ArtScroll Shir Hashirim ‘Editing’ Rashi…

Reading and Translating Shir Ha-Shirim

Thursday, April 21, 2011
How to reconcile the literal and allegorical readings of Shir Ha-Shirim (Song of Songs, henceforth SHS) was a problem that occupied our greatest exegetical minds.  Rashi, the greatest among them, is a prime and fascinating example.  Fortunately, in the introduction to his commentary on SHS — a text that should be required reading for any student of Jewish biblical exegesis — he spells out his methodology with great clarity.  From the unedited version of Rashi’s introduction, it will be obvious that his approach is a conscious hybrid of contextual, plain-sense interpretation and midrashic embellishment.

The introductory paragraphs to SHS in the ArtScroll Stone Chumash (pp. 1263ff.) quote at some length from Rashi’s introduction.  Even so, the citation is partial — Rashi’s words have been truncated.  In an apparent act of ideological censorship, the editor omitted the opening and most critical lines of the text.
Such editorial tampering is glaring and surprisingly brazen, considering that unedited versions of Rashi’s introduction are widely available to anyone with a basic Jewish home library or an internet browser.  The original text can be found in standard editions of Chumash Mikraot Gedolot, at the back of the Vayikra volume.

> _EXERCISE DETAILS_
Please pick up the article on ArtScroll's abridgment of Rashi's introduction to Shir Ha-Shirim after its final sentence and carry it forward.

> _RECORDS PROVIDED_
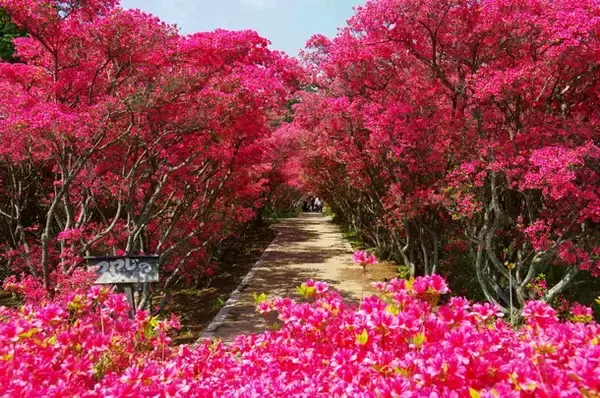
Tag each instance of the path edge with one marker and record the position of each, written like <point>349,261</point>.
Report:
<point>219,319</point>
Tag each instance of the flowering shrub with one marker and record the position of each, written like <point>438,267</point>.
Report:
<point>399,343</point>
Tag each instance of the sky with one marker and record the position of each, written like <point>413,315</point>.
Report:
<point>288,24</point>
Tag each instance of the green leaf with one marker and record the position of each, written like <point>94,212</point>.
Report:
<point>418,340</point>
<point>363,337</point>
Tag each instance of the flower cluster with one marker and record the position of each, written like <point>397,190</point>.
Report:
<point>363,258</point>
<point>398,343</point>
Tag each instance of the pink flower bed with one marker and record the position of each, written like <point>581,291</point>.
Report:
<point>402,343</point>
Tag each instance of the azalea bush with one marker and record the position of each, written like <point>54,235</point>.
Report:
<point>409,340</point>
<point>119,135</point>
<point>461,133</point>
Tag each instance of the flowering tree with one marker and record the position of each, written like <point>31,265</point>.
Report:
<point>468,121</point>
<point>120,135</point>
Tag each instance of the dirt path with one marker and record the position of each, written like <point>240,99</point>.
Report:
<point>309,246</point>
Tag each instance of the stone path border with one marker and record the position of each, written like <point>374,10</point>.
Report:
<point>310,246</point>
<point>221,316</point>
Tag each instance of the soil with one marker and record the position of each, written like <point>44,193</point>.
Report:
<point>307,247</point>
<point>196,307</point>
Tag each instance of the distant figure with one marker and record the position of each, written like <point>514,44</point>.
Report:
<point>318,205</point>
<point>309,204</point>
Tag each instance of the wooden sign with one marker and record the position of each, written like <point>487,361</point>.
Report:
<point>124,270</point>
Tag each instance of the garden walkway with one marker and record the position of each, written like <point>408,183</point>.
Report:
<point>309,246</point>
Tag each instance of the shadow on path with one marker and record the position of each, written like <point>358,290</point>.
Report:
<point>307,247</point>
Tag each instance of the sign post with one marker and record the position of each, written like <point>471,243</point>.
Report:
<point>124,272</point>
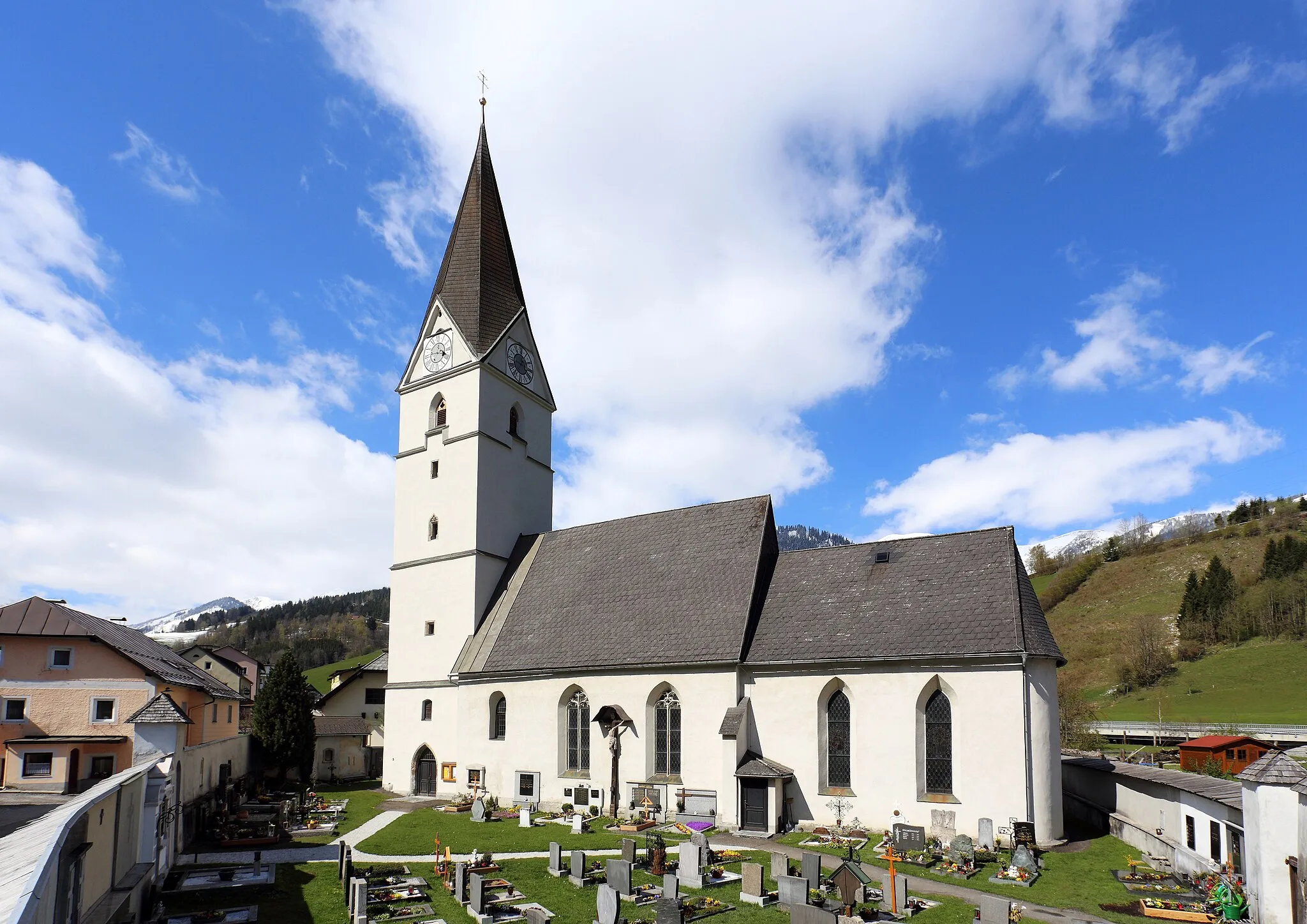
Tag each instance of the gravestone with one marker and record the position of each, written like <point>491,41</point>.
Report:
<point>620,876</point>
<point>810,914</point>
<point>812,870</point>
<point>460,883</point>
<point>477,893</point>
<point>899,890</point>
<point>606,905</point>
<point>578,868</point>
<point>944,824</point>
<point>962,849</point>
<point>667,911</point>
<point>779,865</point>
<point>689,868</point>
<point>995,909</point>
<point>671,886</point>
<point>909,838</point>
<point>793,890</point>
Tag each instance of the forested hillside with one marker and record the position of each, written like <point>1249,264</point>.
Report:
<point>320,630</point>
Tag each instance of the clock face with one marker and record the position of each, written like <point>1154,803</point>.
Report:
<point>437,354</point>
<point>522,366</point>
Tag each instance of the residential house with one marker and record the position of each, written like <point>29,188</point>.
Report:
<point>352,749</point>
<point>71,685</point>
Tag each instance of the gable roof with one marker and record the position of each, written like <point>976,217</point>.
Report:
<point>479,283</point>
<point>673,587</point>
<point>36,616</point>
<point>959,593</point>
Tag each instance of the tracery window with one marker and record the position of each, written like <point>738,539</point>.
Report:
<point>578,732</point>
<point>838,761</point>
<point>939,743</point>
<point>667,735</point>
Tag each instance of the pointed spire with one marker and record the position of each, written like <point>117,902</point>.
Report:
<point>479,278</point>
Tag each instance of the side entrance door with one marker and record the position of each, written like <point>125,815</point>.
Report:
<point>426,775</point>
<point>753,805</point>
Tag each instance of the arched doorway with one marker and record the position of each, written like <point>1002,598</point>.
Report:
<point>424,773</point>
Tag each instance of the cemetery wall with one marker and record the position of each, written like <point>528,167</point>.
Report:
<point>888,729</point>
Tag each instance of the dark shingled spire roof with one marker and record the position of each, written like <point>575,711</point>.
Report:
<point>479,281</point>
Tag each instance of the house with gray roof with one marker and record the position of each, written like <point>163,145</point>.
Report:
<point>676,662</point>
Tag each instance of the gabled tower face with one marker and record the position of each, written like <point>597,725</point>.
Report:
<point>474,466</point>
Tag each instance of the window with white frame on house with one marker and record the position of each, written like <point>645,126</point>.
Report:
<point>38,764</point>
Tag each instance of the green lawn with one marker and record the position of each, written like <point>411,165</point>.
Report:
<point>1218,688</point>
<point>415,833</point>
<point>1081,880</point>
<point>574,905</point>
<point>320,677</point>
<point>364,800</point>
<point>306,891</point>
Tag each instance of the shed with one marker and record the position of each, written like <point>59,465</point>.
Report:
<point>1233,752</point>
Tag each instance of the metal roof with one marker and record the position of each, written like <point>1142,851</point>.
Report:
<point>1228,793</point>
<point>36,616</point>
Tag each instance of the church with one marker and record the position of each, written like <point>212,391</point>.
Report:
<point>676,662</point>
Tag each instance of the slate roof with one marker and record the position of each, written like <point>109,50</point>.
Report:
<point>161,709</point>
<point>340,724</point>
<point>706,586</point>
<point>36,616</point>
<point>673,587</point>
<point>479,280</point>
<point>960,593</point>
<point>1223,791</point>
<point>1274,768</point>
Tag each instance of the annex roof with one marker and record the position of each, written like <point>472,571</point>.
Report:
<point>959,593</point>
<point>1274,768</point>
<point>161,709</point>
<point>36,616</point>
<point>479,281</point>
<point>340,724</point>
<point>1228,793</point>
<point>673,587</point>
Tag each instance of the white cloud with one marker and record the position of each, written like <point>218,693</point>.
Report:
<point>701,253</point>
<point>1045,482</point>
<point>148,486</point>
<point>161,170</point>
<point>1121,345</point>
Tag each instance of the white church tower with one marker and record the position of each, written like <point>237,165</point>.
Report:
<point>472,471</point>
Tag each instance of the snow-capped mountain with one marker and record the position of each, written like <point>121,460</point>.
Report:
<point>167,623</point>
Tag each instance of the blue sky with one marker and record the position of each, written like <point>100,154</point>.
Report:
<point>931,271</point>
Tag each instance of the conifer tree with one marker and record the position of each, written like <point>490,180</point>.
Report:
<point>284,718</point>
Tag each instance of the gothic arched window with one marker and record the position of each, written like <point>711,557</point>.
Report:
<point>838,761</point>
<point>498,718</point>
<point>939,743</point>
<point>578,732</point>
<point>667,735</point>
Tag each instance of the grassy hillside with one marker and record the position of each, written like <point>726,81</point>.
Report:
<point>320,677</point>
<point>1220,688</point>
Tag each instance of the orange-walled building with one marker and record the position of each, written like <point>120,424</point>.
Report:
<point>71,685</point>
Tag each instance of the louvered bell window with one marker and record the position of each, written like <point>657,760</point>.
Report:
<point>838,764</point>
<point>667,736</point>
<point>939,744</point>
<point>578,732</point>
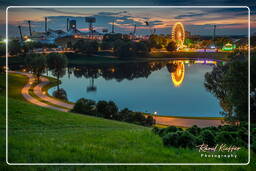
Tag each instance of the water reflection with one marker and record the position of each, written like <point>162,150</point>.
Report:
<point>179,74</point>
<point>162,86</point>
<point>131,71</point>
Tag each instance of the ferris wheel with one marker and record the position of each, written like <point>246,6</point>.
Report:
<point>178,34</point>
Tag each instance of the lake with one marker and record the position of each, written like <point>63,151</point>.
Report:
<point>173,88</point>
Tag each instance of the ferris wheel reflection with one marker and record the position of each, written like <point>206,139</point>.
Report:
<point>179,74</point>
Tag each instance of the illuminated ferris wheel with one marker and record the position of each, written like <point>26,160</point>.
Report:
<point>179,74</point>
<point>178,34</point>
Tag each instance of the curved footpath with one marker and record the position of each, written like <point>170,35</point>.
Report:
<point>65,107</point>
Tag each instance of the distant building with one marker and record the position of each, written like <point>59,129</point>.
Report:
<point>72,24</point>
<point>187,34</point>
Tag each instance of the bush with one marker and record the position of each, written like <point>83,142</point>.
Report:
<point>171,139</point>
<point>186,139</point>
<point>150,120</point>
<point>208,137</point>
<point>125,115</point>
<point>226,137</point>
<point>138,118</point>
<point>195,130</point>
<point>60,94</point>
<point>179,139</point>
<point>169,129</point>
<point>89,46</point>
<point>85,106</point>
<point>107,109</point>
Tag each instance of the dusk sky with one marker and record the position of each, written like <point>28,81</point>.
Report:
<point>198,21</point>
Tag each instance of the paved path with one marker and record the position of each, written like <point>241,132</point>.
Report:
<point>38,92</point>
<point>28,97</point>
<point>183,122</point>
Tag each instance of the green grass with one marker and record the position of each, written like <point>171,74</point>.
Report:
<point>38,134</point>
<point>15,84</point>
<point>216,55</point>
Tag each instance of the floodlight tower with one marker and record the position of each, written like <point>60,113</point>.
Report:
<point>45,25</point>
<point>29,26</point>
<point>21,37</point>
<point>90,20</point>
<point>113,26</point>
<point>213,38</point>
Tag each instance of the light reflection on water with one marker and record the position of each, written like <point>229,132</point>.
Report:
<point>171,88</point>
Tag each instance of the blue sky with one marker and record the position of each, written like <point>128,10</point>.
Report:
<point>197,21</point>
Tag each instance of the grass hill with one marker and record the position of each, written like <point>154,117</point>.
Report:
<point>43,135</point>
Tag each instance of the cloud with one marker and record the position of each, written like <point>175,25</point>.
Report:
<point>189,15</point>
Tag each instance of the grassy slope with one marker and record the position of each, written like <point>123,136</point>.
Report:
<point>42,135</point>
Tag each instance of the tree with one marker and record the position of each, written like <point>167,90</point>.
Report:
<point>14,47</point>
<point>229,83</point>
<point>141,48</point>
<point>2,49</point>
<point>85,106</point>
<point>36,63</point>
<point>57,63</point>
<point>89,46</point>
<point>124,49</point>
<point>171,46</point>
<point>107,109</point>
<point>60,94</point>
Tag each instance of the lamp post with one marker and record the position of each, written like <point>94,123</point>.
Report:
<point>155,114</point>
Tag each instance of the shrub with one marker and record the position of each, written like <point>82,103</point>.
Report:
<point>208,137</point>
<point>150,120</point>
<point>125,115</point>
<point>186,139</point>
<point>195,130</point>
<point>155,130</point>
<point>106,45</point>
<point>107,109</point>
<point>85,106</point>
<point>226,137</point>
<point>60,94</point>
<point>179,139</point>
<point>138,118</point>
<point>169,129</point>
<point>171,139</point>
<point>89,46</point>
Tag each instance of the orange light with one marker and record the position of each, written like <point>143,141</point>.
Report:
<point>178,75</point>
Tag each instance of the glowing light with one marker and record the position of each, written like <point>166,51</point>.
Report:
<point>178,75</point>
<point>228,47</point>
<point>199,62</point>
<point>178,34</point>
<point>211,62</point>
<point>28,40</point>
<point>113,70</point>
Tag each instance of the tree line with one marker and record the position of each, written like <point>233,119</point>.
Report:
<point>109,110</point>
<point>38,63</point>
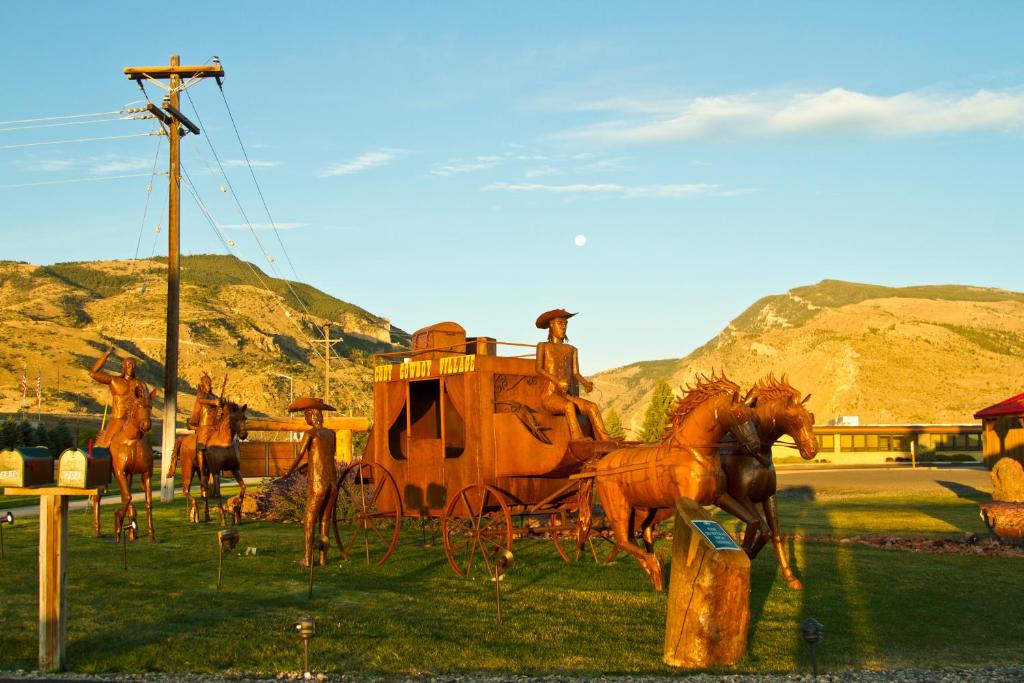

> _RESULT OF THE EXERCISE_
Here is my translation of the “missing” portion of Rashi’s introduction:

God has spoken once; twice have I heard it (Ps. 62:12):  A single verse of Scripture may bear multiple interpretations” (Sanhedrin 34a).  After all is said and done, no scriptural verse may be interpreted in a way that deviates completely from the simple, literal meaning.  While the prophets spoke allegorically, one must interpret their allegories according to the structure of the text and the sequence of the verses, one following the next . . . I have endeavored to preserve the literal meaning of the text and to interpret the verses in sequence.  I shall also cite the midrashim of our Sages, each one in its appropriate place . . .

Continue reading…

From Realia Judaica, here.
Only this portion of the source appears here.